(PostgreSQL 8.4) Continuing with my previous example, I wish to further my understanding of gaps-and-islands processing with Window-functions. Consider the following table and data:
CREATE TABLE T1
(
id SERIAL PRIMARY KEY,
val INT, -- some device
status INT -- 0=OFF, 1=ON
);
INSERT INTO T1 (val, status) VALUES (10, 0);
INSERT INTO T1 (val, status) VALUES (11, 0);
INSERT INTO T1 (val, status) VALUES (11, 1);
INSERT INTO T1 (val, status) VALUES (10, 1);
INSERT INTO T1 (val, status) VALUES (11, 0);
INSERT INTO T1 (val, status) VALUES (10, 0);
As previously explained, the devices turn ON and OFF and this time I wish to extract a specific sequence:
- show all new
ON
status records that aren't duplicate (same device twice in a row) - show appropriate
OFF
status from currentlyON
device
The closest I could get is this:
SELECT * FROM (
SELECT *
,lag(val, 1, 0) OVER (PARTITION BY status ORDER BY id) last_val
,lag(status, 1, -1) OVER (PARTITION BY val ORDER BY id) last_status
FROM t1
) x
WHERE (last_val <> val OR last_status <> status)
AND (status = 1 OR last_status <> -1)
ORDER BY id
This filters out more bogus data that the sample doesn't include but essentially it's about taking out subsequent duplicates (regardless of status) and the top OFF
records which don't match. Records 3
, 4
, 5
and 6
are returned, but I don't want the fifth, it's an OFF
which came after a new ON
. So I need to jump that gap and look for the next proper OFF
for the currently active device.

▶ _Direction A_
Copy the listing verbatim, from the line with "TARGET: field boundary line" through the end of the listing, including both of those lines. Leave the pictures out of your copy.

▶ _Provided data_
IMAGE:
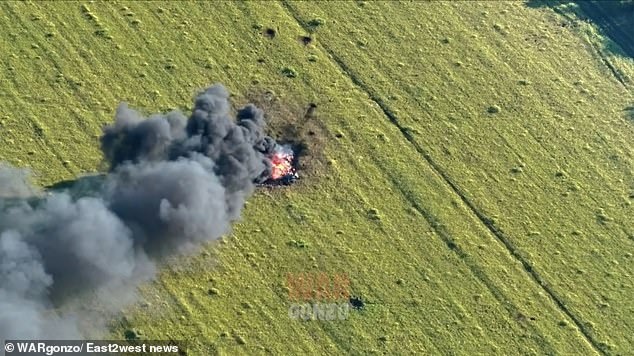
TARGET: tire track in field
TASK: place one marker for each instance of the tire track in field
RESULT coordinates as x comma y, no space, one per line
486,221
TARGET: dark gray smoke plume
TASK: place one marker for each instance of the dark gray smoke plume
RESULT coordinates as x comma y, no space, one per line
174,182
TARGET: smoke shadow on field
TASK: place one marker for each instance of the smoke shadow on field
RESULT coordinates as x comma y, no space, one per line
614,18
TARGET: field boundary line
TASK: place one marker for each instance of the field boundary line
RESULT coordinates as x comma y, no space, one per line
486,221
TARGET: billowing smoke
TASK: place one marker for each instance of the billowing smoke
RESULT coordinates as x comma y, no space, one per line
174,182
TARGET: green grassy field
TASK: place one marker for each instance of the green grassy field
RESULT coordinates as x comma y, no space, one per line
469,167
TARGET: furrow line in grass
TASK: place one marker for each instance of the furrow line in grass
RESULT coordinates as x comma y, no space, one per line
486,221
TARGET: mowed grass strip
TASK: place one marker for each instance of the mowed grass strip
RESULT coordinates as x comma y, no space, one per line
433,279
540,147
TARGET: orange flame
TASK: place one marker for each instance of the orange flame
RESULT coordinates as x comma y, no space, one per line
282,163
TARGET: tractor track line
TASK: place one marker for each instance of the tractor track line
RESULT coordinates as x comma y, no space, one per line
486,221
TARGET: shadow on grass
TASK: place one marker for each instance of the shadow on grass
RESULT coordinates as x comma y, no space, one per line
615,18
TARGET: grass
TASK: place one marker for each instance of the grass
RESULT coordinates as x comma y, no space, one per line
451,221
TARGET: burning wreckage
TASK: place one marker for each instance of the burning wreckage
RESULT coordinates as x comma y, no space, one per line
283,166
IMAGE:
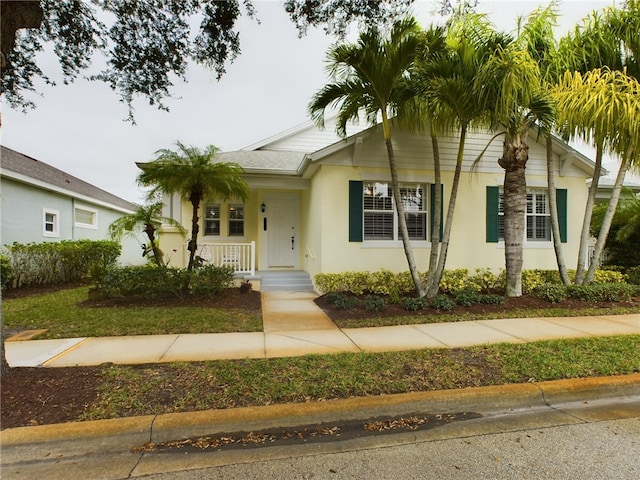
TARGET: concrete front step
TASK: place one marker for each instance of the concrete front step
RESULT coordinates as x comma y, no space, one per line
294,281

▶ _Direction B_
In the PostgreSQL window-function thread, what does a status value of 1 mean in the table?

▶ _Final result A_
TARGET: field boundary line
TASK: place one marker for each instance of the field boundary line
RESULT coordinates as x comma y, no space, one per line
486,221
TARGET: billowing smoke
TASK: place one marker for each instance of the billowing smoke
RESULT coordinates as x comma y, no space, one per line
174,182
TARGET: green grassy field
TASK: place one marker for each instance of the green grassy field
RESULT coordinates as x comma y, no space, one per line
469,167
TARGET: furrow line in grass
TASK: place one marker for each instance of the furrow line in grass
RESULT coordinates as x comma y, no space, one per line
486,221
TARGET: mowed grass strip
TASK: place one marker for each instance of the mowed grass strip
RESULT coordinates as x comma y, no space, one per line
433,279
540,147
TARGET: orange flame
TASK: place one marker for each instance of the orange flame
RESULT coordinates as x comma y, no space, one per line
282,163
TARGET: tractor track line
TASK: place one marker for each instance of the tractor track line
RESULT coordinates as x comma y, no space, one per line
486,221
TARGET: shadow on grass
TASK: place one marker for each instance of the shadow on grass
RESULT coordinates as x comma y, no space, one per line
615,18
TARGET: grass
TASK: place one marker for each instance of the grass
RESULT coordinates as x comma y, no space, one per line
451,221
TARGET: burning wreckage
TASK: place one marker for each instance of the burning wreckage
RESULT coordinates as x comma y, no space, one per line
283,166
IMAGE:
TARGET: concrete front step
TASK: place one marker for each instance of the concrete front step
RESULT coordinates as x comma y, no space, one per line
294,281

▶ _Final result B_
A status of 1 means ON.